▸ PROBLEM
Lines from the one containing "Where can you spot the goldfinch pale" through the last line of the data are to be repeated word for word, both ends included.

(Data listing)

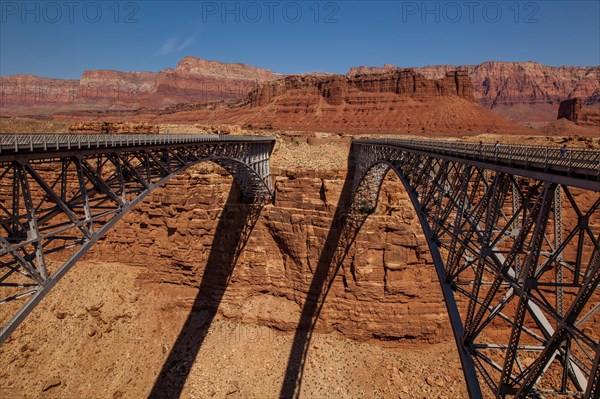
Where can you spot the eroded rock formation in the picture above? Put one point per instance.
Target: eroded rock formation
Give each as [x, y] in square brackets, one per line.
[193, 80]
[509, 83]
[386, 290]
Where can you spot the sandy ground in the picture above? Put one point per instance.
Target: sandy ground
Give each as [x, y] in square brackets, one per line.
[105, 333]
[110, 337]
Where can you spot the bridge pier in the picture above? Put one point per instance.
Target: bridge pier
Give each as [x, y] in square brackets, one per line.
[62, 193]
[518, 266]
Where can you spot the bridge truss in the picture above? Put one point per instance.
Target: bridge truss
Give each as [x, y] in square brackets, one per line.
[514, 236]
[59, 194]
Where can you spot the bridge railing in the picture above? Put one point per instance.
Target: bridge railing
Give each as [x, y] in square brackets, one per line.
[48, 142]
[586, 159]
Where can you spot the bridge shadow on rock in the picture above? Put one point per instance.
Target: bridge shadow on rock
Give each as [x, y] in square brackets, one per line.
[344, 228]
[235, 225]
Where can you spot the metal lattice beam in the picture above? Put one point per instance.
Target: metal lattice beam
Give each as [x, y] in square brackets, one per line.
[517, 263]
[59, 194]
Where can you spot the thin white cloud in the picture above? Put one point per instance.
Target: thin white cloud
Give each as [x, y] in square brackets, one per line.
[173, 44]
[187, 42]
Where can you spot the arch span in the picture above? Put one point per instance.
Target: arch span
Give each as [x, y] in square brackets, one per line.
[55, 206]
[518, 263]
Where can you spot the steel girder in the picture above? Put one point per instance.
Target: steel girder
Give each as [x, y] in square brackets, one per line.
[55, 203]
[518, 261]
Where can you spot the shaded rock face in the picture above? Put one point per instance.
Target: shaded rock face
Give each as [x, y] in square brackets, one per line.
[575, 111]
[337, 89]
[569, 109]
[194, 80]
[386, 289]
[113, 127]
[28, 90]
[509, 83]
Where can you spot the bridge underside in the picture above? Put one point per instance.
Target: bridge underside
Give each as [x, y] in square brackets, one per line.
[54, 207]
[518, 262]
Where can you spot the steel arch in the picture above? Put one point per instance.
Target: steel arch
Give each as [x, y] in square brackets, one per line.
[54, 205]
[495, 238]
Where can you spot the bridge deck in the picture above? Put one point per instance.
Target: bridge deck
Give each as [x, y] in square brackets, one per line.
[579, 167]
[35, 146]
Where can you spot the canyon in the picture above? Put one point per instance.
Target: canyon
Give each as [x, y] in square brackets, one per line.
[402, 101]
[526, 93]
[193, 80]
[162, 302]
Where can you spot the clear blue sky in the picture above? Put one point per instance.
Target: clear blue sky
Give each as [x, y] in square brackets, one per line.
[64, 38]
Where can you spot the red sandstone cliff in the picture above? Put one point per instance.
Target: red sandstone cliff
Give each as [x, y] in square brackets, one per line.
[194, 80]
[508, 83]
[399, 101]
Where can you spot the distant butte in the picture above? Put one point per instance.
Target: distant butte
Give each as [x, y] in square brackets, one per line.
[525, 93]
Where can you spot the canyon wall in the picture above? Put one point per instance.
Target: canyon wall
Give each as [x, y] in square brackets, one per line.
[510, 83]
[386, 290]
[193, 80]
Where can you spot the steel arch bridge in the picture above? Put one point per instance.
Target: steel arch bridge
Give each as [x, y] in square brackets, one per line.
[514, 235]
[59, 194]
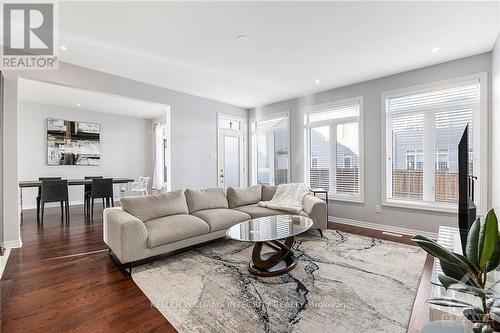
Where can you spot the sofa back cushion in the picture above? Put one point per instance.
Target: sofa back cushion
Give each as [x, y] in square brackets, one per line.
[268, 192]
[207, 198]
[237, 197]
[150, 207]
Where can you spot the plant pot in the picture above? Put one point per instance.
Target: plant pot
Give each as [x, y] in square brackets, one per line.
[476, 317]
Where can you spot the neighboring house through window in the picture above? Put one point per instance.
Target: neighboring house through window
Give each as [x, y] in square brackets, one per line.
[333, 148]
[423, 126]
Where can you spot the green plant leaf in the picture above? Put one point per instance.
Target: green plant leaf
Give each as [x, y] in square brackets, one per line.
[449, 302]
[495, 258]
[454, 284]
[472, 268]
[495, 314]
[441, 253]
[488, 237]
[456, 272]
[472, 243]
[478, 327]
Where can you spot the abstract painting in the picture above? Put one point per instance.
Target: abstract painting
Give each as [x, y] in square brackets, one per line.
[73, 143]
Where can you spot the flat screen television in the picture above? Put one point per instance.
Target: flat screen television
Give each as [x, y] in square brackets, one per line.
[466, 206]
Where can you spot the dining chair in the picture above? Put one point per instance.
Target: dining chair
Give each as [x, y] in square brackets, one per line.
[40, 194]
[54, 191]
[102, 188]
[86, 195]
[141, 186]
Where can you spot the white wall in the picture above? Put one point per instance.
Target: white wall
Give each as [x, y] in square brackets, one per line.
[193, 129]
[371, 92]
[495, 127]
[125, 148]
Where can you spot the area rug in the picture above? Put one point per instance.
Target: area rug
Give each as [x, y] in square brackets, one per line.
[342, 283]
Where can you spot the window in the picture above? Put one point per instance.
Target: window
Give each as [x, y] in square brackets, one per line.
[333, 148]
[422, 129]
[414, 159]
[161, 157]
[270, 150]
[442, 159]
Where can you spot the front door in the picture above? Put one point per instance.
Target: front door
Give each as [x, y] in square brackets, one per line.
[231, 158]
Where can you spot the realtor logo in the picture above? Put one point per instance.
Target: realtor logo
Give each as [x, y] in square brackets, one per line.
[29, 36]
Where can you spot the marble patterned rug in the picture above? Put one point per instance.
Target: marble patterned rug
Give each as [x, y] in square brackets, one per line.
[342, 283]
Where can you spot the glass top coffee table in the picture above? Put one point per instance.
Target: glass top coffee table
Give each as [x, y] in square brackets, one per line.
[269, 231]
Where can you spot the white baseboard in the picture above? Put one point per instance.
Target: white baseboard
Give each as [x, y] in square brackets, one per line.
[12, 244]
[382, 227]
[3, 261]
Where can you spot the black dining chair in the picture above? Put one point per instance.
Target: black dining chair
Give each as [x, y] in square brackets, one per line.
[40, 194]
[101, 189]
[54, 191]
[86, 195]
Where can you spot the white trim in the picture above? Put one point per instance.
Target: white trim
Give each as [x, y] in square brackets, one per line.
[420, 205]
[3, 261]
[483, 140]
[243, 134]
[380, 227]
[331, 104]
[360, 198]
[12, 244]
[252, 165]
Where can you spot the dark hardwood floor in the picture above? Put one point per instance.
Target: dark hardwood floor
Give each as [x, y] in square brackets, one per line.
[63, 280]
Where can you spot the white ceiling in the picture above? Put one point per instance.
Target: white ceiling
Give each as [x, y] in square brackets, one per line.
[192, 46]
[74, 98]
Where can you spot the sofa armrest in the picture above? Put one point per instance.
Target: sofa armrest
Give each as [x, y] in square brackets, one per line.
[125, 234]
[316, 209]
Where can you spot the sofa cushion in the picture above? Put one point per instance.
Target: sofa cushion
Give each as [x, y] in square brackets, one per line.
[255, 211]
[208, 198]
[221, 218]
[268, 192]
[243, 196]
[174, 228]
[151, 207]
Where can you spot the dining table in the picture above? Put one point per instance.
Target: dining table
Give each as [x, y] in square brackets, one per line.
[71, 182]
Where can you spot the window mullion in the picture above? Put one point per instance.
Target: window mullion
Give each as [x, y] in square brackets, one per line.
[429, 170]
[333, 157]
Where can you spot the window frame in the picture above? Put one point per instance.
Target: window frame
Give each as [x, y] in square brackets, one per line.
[480, 142]
[360, 198]
[252, 157]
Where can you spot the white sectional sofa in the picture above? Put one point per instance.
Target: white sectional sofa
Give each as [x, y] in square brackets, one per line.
[148, 226]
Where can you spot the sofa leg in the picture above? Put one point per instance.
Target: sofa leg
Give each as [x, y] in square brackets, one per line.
[127, 268]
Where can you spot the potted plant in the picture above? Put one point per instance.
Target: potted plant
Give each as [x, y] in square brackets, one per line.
[468, 274]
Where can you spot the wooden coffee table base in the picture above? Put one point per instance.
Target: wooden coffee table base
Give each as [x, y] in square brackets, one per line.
[275, 263]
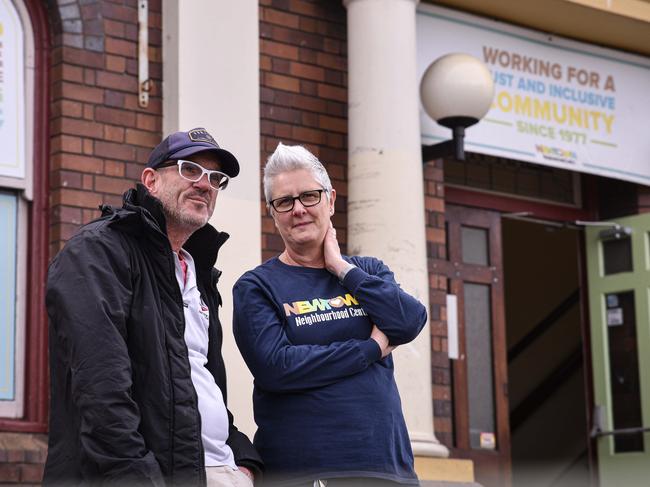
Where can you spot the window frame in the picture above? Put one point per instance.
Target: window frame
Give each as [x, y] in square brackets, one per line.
[33, 251]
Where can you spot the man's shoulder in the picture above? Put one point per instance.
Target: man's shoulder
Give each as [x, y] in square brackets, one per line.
[100, 234]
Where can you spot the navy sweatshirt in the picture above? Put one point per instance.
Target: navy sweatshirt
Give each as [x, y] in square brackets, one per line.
[325, 402]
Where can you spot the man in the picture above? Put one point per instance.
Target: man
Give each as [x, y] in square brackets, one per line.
[138, 385]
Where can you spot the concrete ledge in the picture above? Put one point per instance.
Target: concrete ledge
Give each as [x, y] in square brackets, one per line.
[442, 470]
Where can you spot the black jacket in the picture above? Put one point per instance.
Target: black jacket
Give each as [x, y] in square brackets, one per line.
[123, 407]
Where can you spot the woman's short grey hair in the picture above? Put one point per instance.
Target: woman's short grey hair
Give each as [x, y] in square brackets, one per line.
[288, 158]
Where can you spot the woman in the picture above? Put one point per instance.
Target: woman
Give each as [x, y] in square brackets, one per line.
[316, 330]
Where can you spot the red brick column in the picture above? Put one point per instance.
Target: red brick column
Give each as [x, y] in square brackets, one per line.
[437, 250]
[303, 68]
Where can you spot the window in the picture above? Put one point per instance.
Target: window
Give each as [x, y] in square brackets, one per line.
[16, 136]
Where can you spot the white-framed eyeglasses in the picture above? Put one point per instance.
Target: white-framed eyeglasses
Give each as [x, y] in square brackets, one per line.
[194, 172]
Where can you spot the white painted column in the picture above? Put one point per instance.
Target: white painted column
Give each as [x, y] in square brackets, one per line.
[211, 80]
[385, 185]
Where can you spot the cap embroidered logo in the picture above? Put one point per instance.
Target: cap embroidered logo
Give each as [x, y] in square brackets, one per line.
[201, 135]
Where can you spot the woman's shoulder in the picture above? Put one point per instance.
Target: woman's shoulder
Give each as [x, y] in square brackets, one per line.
[367, 263]
[262, 271]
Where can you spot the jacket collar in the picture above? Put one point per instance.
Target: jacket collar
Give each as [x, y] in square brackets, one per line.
[144, 211]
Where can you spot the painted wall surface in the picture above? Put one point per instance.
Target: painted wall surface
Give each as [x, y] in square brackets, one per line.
[557, 102]
[209, 84]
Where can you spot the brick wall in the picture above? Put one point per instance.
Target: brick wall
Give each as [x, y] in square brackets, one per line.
[437, 250]
[303, 67]
[100, 138]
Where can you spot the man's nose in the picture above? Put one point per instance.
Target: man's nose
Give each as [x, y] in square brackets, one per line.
[203, 182]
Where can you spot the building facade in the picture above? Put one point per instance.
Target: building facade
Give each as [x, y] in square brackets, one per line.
[531, 369]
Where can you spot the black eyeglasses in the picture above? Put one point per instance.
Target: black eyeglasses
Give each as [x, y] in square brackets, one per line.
[194, 172]
[306, 198]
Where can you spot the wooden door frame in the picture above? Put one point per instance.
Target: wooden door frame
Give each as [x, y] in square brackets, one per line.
[556, 213]
[491, 275]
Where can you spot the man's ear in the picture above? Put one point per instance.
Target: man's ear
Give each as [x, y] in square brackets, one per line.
[148, 178]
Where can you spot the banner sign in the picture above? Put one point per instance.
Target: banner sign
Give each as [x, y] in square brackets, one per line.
[12, 89]
[557, 102]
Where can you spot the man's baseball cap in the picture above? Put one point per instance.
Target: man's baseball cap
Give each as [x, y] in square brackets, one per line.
[183, 144]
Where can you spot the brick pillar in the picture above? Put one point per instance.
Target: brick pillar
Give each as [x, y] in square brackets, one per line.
[100, 138]
[303, 64]
[437, 250]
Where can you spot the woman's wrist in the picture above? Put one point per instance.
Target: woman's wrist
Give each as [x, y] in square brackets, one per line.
[343, 270]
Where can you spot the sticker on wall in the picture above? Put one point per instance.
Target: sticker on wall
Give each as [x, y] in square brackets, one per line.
[488, 441]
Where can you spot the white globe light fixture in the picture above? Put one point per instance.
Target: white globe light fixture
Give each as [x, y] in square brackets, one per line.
[456, 91]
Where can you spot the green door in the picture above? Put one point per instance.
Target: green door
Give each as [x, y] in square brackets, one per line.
[618, 265]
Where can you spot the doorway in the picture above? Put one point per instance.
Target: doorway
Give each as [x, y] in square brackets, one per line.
[545, 342]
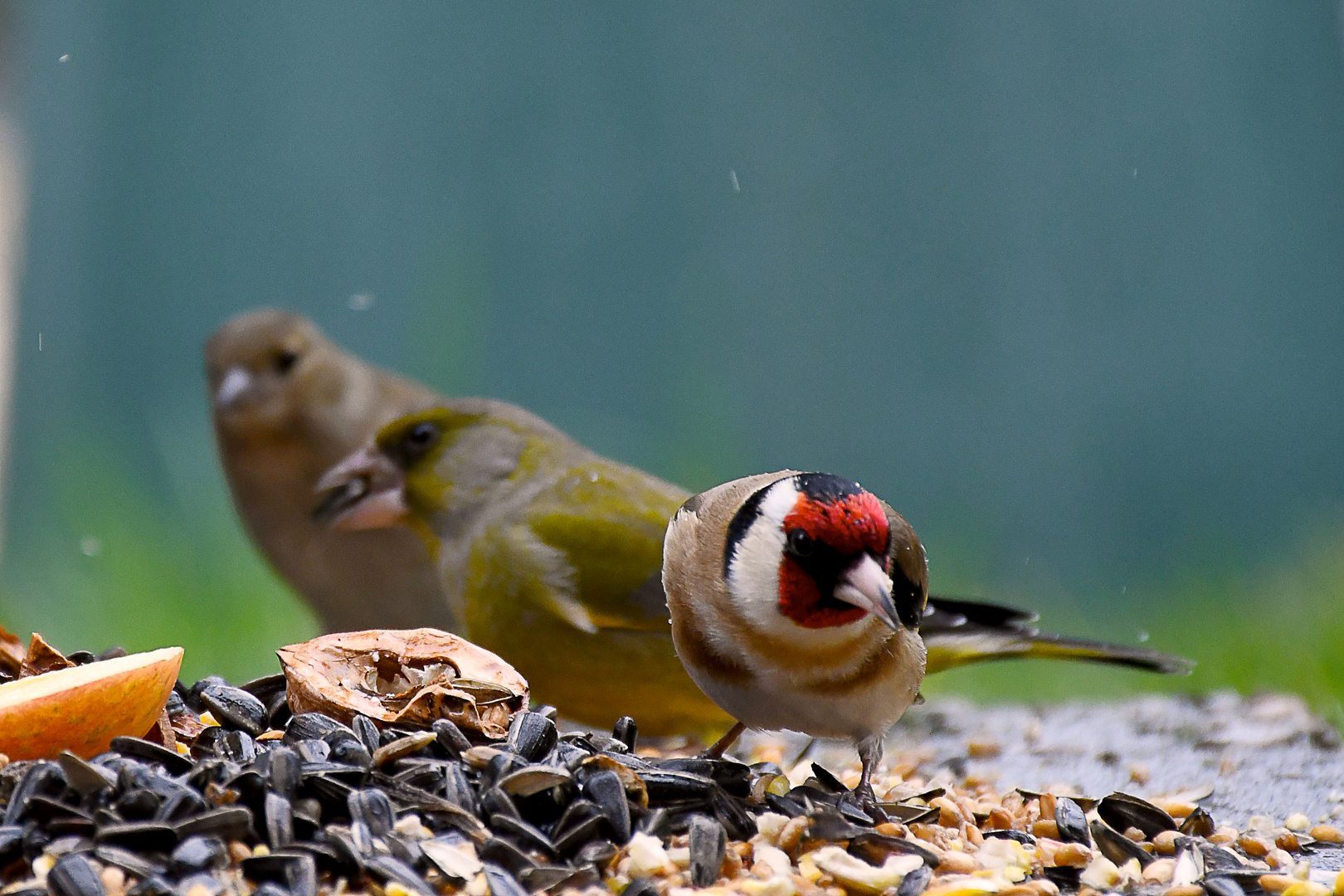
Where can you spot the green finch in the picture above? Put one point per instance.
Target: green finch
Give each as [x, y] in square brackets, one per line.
[553, 557]
[286, 405]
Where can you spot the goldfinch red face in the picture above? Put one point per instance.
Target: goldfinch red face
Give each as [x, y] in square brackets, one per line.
[811, 553]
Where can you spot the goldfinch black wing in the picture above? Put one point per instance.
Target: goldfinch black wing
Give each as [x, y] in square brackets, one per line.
[958, 631]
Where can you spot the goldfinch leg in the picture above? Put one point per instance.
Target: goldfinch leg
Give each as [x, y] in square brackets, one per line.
[722, 744]
[869, 754]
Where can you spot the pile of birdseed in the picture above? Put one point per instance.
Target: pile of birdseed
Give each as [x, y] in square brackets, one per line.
[279, 805]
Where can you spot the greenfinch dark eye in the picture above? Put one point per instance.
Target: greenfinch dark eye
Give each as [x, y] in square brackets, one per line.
[421, 437]
[285, 360]
[800, 543]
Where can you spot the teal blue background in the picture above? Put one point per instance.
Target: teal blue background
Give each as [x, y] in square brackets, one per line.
[1064, 281]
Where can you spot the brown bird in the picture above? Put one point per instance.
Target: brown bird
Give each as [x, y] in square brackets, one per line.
[288, 405]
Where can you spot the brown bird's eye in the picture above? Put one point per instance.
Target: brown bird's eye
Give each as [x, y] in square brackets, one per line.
[285, 360]
[800, 543]
[421, 437]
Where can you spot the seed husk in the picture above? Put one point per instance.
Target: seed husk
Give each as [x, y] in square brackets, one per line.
[74, 876]
[236, 707]
[707, 843]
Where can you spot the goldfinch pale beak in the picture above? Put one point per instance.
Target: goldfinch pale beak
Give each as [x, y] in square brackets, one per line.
[236, 381]
[866, 586]
[366, 490]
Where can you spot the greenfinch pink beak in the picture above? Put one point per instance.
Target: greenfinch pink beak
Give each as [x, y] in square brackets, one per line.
[366, 490]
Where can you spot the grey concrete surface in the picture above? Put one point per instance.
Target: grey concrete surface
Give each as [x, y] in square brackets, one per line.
[1262, 755]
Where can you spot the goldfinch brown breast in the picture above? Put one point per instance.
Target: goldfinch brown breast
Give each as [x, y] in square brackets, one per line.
[795, 602]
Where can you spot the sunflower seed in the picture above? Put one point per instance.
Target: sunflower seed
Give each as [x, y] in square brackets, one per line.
[606, 790]
[173, 762]
[502, 883]
[626, 733]
[916, 881]
[74, 876]
[1222, 885]
[450, 738]
[1116, 846]
[533, 779]
[1124, 811]
[1071, 822]
[366, 731]
[236, 746]
[280, 821]
[402, 747]
[130, 863]
[197, 853]
[374, 809]
[84, 777]
[236, 707]
[531, 735]
[707, 843]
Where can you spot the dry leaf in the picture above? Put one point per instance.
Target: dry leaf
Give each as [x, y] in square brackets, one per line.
[85, 707]
[42, 657]
[405, 677]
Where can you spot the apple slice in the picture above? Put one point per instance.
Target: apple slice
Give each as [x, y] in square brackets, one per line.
[81, 709]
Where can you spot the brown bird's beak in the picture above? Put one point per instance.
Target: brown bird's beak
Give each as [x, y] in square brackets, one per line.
[869, 587]
[366, 490]
[236, 383]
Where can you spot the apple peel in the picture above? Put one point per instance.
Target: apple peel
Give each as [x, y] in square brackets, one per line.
[405, 677]
[85, 707]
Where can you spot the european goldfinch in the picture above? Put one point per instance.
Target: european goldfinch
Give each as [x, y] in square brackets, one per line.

▸ TASK ANSWER
Where can you spot the goldfinch pale beak in the picture above? Put one point per instance.
Target: goldfinch pale beak
Give each as [x, y] in square brackets, one per line.
[236, 381]
[866, 586]
[366, 490]
Where can you spot the greenfinch pink beak in the picture above? Put one point per instance.
Target: greenfinch pink beak
Give each as [x, y] in square brackets, one per line.
[366, 490]
Where can you spot the grey concrete surface in the picture above? Put one point per instance.
Target: grey concrete surface
Give each as [x, y] in square brackets, one per line.
[1262, 755]
Where can you spot the goldfinch brown breast in the picture above? Put one point per instance.
Target: goldfinch brown breast
Give each as [x, y] in square brackets, one per line.
[795, 602]
Where can you spot the sunflower seed in the picture above? Put one point per instance.
Target: sunflower seed
Give each as [x, y] in square brackets, one per line.
[606, 790]
[173, 762]
[502, 883]
[626, 733]
[916, 881]
[74, 876]
[1222, 885]
[450, 738]
[1116, 846]
[533, 779]
[1124, 811]
[1071, 822]
[366, 731]
[236, 746]
[280, 821]
[402, 747]
[130, 863]
[197, 853]
[374, 809]
[84, 777]
[236, 707]
[531, 735]
[707, 843]
Where can you spot the dry leaf in the picture above? Put one point per instance.
Target: dry leaf
Give each as [x, y] in square brackets, one per line.
[85, 707]
[42, 657]
[405, 677]
Where can you spot the apple slice in the picture above? Put one point per instance.
Target: apple slice
Give each as [x, y] in square brackets, one per line.
[81, 709]
Where can you spot the brown bird's beak in the picture above? Put one point per instance.
Target: brown bird's beak
Give each as [x, y] in square brackets, one per line.
[869, 587]
[366, 490]
[236, 383]
Where can you spot the apple peel in the picture above? Put one point per instance.
Target: apple peel
Give each as [x, y] in square brackets, one per line.
[405, 677]
[85, 707]
Where can you spot the european goldfinch in the picture above? Put one point per instance.
Target: european goldfinch
Give each as [x, y] in square brackets, one per line.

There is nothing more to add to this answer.